● **REQUIREMENTS**: In the piece about what the NBA teaches about life, which pick of the draft was Kobe?

● **SOURCE**:
┄┄┄┄┄┄┄┄┄┄

The NBA season is just around the corner and as I watched Kobe make his first shot of the preseason, I thought it’d be cool to think of 24 ways the NBA has taught us about life. Without further delay, here are the 24 ways.
1. Hindsight is 20/20.
The other day my office mate and I were talking about Kobe and he asked me: “Did you know that Kobe wasn’t drafted by the Lakers?” and followed that up with “He was drafted by the Hornets.” To this I responded, “Yeah, he was traded to the Lakers for Vlade Divac.” To this he said: “WORST TRADE EVER”.
OK, obviously in hindsight it doesn’t seem to be a fair trade at all considering what Kobe has accomplished and what became of Vlade (some of you might even be wondering who Vlade Divac is…he might have made an appearance in the 1994 version of NBA Jam for the Lakers, I don’t know), but AT THE TIME, the only person who truly understood the value of Kobe (other than Kobe) was probably…Jerry West.
Look at it this way: Kobe was the thirteenth pick of the draft. That means that 12 other general managers passed on him before he got snatched up and traded right away. These general managers are paid enormous sums of money to create contenders (most of the time, but not always) for a living which means they probably have a lot more access to resources and intel than you and I. And these GMs still picked the likes of Vitaly Potapenko, Todd Fuller, and Lorenzen Wright over Kobe.
We can look back at Kobe’s accomplishments now and say that it was the worst trade ever, but at the time in 1996, only Jerry West and Kobe knew who Kobe could become. And that’s why they’re the legends that they are.
2. You first need to fail before you succeed.
After Kobe and Shaq came to the Lakers and Van Exel and Eddie Jones developed, there were eventually 4 all stars on the Lakers by the 98-99 season. It seemed that a championship was inevitable. But before the Lakers “dynasty” began, Kobe had to airball a couple of infamous threes against the Jazz and feel the heartbreak before they had the experience to get past the Sacramento Kings (or “Queens” according to Shaq) and the (Jail) Blazers in a couple of difficult playoff series in following years.

┄┄┄┄┄┄┄┄┄┄

● **EXTRACTED ENTRIES**:
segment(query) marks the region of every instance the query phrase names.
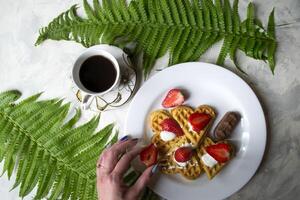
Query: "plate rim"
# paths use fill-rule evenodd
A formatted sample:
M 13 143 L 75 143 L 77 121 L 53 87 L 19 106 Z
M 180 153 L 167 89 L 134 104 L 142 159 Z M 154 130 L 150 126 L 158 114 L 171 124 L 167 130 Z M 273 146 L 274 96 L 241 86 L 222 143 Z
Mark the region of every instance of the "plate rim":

┄┄┄┄┄┄┄┄┄┄

● **SOLVED PROBLEM**: He was the thirteenth pick.